[JOB]
In the part of the items below that opens with the line containing "Place a point on each instance of the dark" and closes with the line containing "Target: dark shadowed slope", switch "shadowed" to "shaded" and give those lines again with everything else unchanged. Leave the pictures out of your answer.

[RECORDS PROVIDED]
--- --- ---

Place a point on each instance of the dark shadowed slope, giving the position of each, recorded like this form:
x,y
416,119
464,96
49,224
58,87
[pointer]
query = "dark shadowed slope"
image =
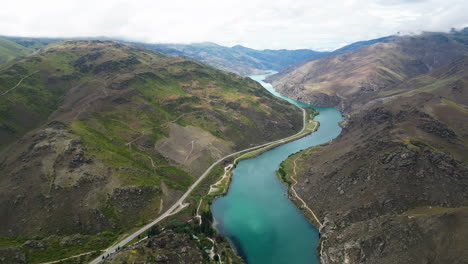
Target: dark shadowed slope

--- --- ---

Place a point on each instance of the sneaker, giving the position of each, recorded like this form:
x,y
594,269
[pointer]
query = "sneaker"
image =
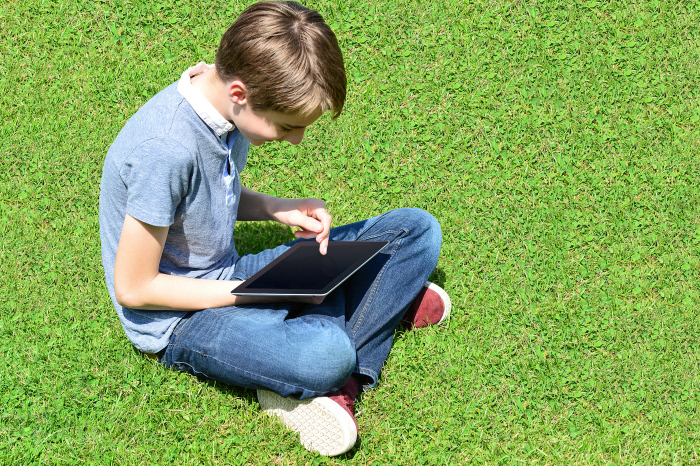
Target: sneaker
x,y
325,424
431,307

--- --- ---

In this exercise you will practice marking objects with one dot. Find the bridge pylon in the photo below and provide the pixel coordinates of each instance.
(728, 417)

--- --- ---

[PROBLEM SOLUTION]
Place a point on each instance of the dark shaded slope, giving the position of each, recorded like this form:
x,y
416,119
464,96
49,224
58,87
[pointer]
query = "dark shaded slope"
image =
Target: dark shaded slope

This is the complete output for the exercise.